Exercise instructions
Write out each line exactly as given. Leave the pictures out of your copy.

Entries from a pointing dataset:
= = = = = = =

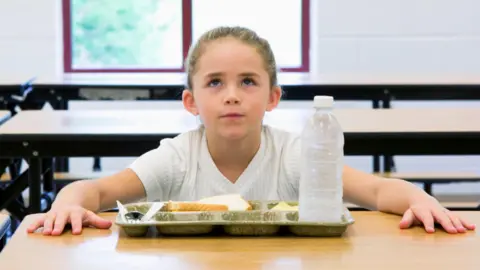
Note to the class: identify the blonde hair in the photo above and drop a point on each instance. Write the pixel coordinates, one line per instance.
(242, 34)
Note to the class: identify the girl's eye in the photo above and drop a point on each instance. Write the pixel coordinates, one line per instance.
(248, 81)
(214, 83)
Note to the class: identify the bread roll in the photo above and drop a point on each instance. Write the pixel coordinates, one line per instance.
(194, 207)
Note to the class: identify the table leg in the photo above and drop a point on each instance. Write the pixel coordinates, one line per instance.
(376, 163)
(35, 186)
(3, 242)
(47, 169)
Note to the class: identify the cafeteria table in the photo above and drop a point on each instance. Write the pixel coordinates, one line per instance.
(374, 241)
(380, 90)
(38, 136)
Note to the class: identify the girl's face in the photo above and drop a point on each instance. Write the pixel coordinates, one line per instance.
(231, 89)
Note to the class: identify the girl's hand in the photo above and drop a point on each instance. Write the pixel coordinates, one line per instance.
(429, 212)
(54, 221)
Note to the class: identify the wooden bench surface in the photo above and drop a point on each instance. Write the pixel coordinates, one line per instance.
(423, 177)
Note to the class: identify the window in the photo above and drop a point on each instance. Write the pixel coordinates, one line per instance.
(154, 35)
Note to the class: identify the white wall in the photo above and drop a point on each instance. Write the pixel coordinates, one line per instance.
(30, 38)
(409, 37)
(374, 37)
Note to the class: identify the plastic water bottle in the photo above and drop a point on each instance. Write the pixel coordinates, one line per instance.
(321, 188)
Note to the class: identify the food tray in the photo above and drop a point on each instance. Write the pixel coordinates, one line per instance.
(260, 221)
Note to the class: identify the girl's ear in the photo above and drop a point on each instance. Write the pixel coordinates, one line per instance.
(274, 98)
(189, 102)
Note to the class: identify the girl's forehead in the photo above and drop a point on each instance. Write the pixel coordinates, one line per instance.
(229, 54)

= = = = = = =

Answer for the task
Note to the class: identify the blonde hair in the photo above and drop a point on each instance. Write the pixel coordinates, one line per instance.
(242, 34)
Note to the class: identify the girl's eye in the photo above and drop a point on each instance. Write the pixel coordinates, one line per instance.
(248, 81)
(214, 83)
Note to the class: identify the bread roll in the photo above and drop a point on each instance. Write the pixel coordinates, one line per instance.
(194, 207)
Note to the class: identify the table leg in the photo above and drop a point on each instance. Write the pixel coordinates, one line per instance.
(376, 163)
(35, 186)
(3, 242)
(47, 169)
Note to the class: identify the cafeteria table in the photo above and drop a point on each instance. Write the pixel coordinates, one line per instance.
(374, 241)
(380, 90)
(38, 136)
Note to the class: identify the girl's face in the photo above and drop a point on each instance. Write the pixel coordinates, one line per instance.
(231, 89)
Note to the class: identify the girl's hand in the photo above and drop a point on each instance. Write the pixel coordinates, one line per instance.
(429, 212)
(54, 221)
Note to the class: identify the wooden bench surface in the photo above and drop a point on each instance. Write the pixel coordinates, one line per instance.
(423, 177)
Note to the class: identify the window in the photo above and drop a point on each instance. Write the pixel coordinates, one line per instance.
(154, 35)
Note to the class: identify the white wall in the photo above and drop a point on each instance. Write the pixel coordinates, one line per instance.
(30, 38)
(409, 37)
(374, 37)
Note to the class: identify the plastic water bottle in the photo above and drop a point on each instance. Write the pixel coordinates, one line per instance.
(321, 188)
Note to the class: identify the food tray in the photo above and drop a point on each instance. Write the pixel coordinates, one line per instance.
(260, 221)
Note to the class: identify the girl's ear in the photo above and drop a point on each instance. Write the pixel coordinates, one line per instance.
(274, 98)
(189, 102)
Note to the class: identify the girl's forehead in the photo above and drop a point on each instance. Write the pixel coordinates, one line per instance.
(229, 54)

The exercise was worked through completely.